Naturally (for The Archers is, as some people have noticed, mere propaganda for polenta-munchers in Islington), our sympathies are so firmly directed towards Tommy Archer that the scriptwriters may as well be using signposts rather than dialogue. Brian Aldridge has been at his most moustache-twirlingly retributive (as in "that'll teach him a lesson"), the family is beginning to rally round - always a bad sign - and everyone is saying What A Marvel Usha Gupta, the lawyer, is. (Incidentally, for a lawyer, her fees seem to be remarkably low. So low that you would think this case is being done pro bono. Well? Is it?) Meanwhile, the bad boys at Genetech, or whatever the GM manufacturers are called, are mustering in the background, ready to take Tommy's pigs away from him.

But if Tommy Archer goes to prison, Tony Blair has a headache. For it is Downing Street policy to issue supportive statements for characters in soap operas who have been unjustly incarcerated. Yet Tommy Archer's position is hardly likely to be one that the Prime Minister endorses. A U-turn on Blair's part would show weakness; and silence will only result in increasing national clamour - articles, perhaps in this very newspaper, demanding that Blair Does Something. And does something, moreover, that we approve of. The important thing is that the scriptwriters stick to their guns and their principles, in the way Tommy Archer so admirably has, and get him banged up something rotten.

Enough politics. If there are any freelance statue-erectors out there looking for work, I suggest they propose fashioning a monument to James L Brooks, who is responsible for the following TV programmes: The Mary Tyler Moore Show, Rhoda, Lou Grant, Taxi, and, to cut the list and bring it up to date, The Simpsons.

He was interviewed by Christopher Cook on Radio 3's new series, Postscript. (Tuesdays, 9.35.) Part of me thought that this was of sufficient general interest to have gone out on Radio 4, but one does not want Radio 3 to be purely a repository for the difficult or unpopular, and, besides, one of the great joys of having this programme go out on Radio 3 is that it offered listeners the chance to hear the name pronounced "Zeinfeld". Cook also favours placing the stress in the phrase "cutting edge" on the first, rather than the third syllable, which makes it seem both more cutting- edge and old-fashioned at the same time.

## REQUIRED TASK A
Please revise the entries, starting at the line that contains "In this exercise you will indicate the ripple" and continuing through the last entry, replacing "exercise" with "task" and leaving everything else unchanged.
The column and the entries are separate material.

(Dataset rows showing where objects appear)
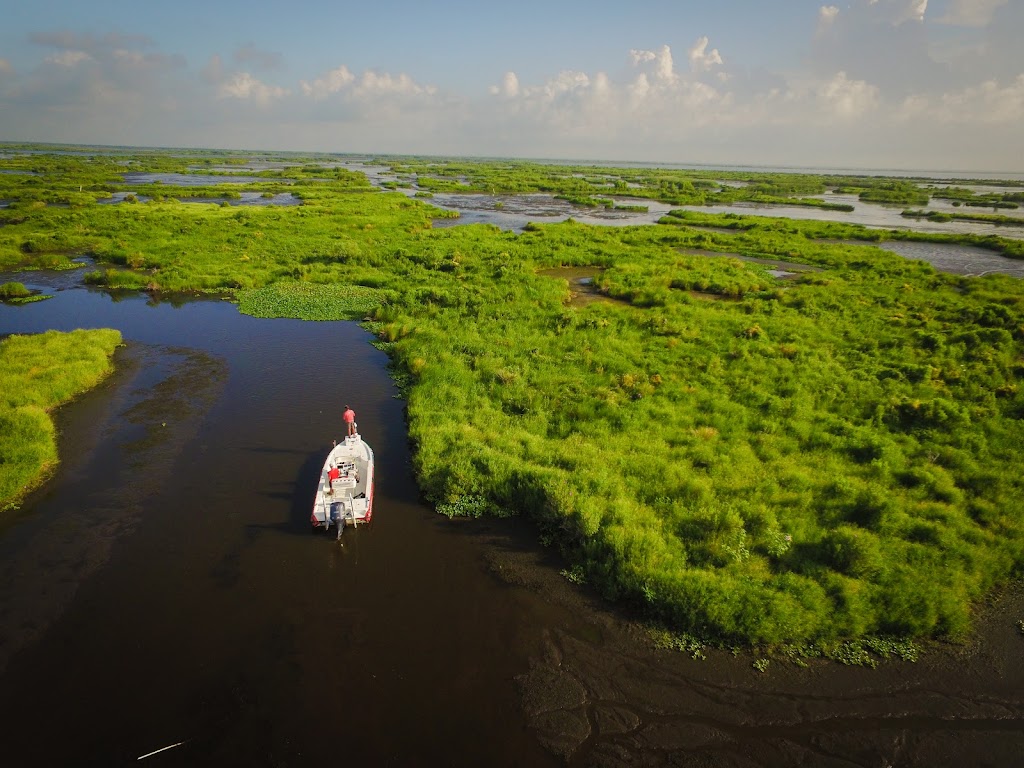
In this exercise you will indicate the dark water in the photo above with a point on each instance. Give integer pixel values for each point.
(165, 588)
(190, 179)
(871, 215)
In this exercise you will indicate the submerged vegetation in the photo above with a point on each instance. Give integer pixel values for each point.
(805, 462)
(37, 374)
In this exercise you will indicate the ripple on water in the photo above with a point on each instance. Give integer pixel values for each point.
(957, 259)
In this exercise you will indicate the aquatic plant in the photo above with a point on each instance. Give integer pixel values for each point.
(815, 461)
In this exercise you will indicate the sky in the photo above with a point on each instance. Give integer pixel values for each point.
(862, 84)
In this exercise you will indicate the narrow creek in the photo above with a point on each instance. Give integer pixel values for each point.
(165, 589)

## REQUIRED TASK B
According to the column, which radio station carries the series Postscript?

## TASK ANSWER A
In this task you will indicate the ripple on water in the photo above with a point on each instance. Give integer pixel values for each point.
(957, 259)
In this task you will indicate the aquatic plant in the photo above with a point on each instance. Give integer pixel values for each point.
(815, 461)
In this task you will indicate the sky in the photo above with a point on each instance. Give integer pixel values for each point.
(862, 84)
In this task you will indicate the narrow creek in the photo above with a point on each instance. Give integer pixel values for each point.
(165, 589)

## TASK ANSWER B
Radio 3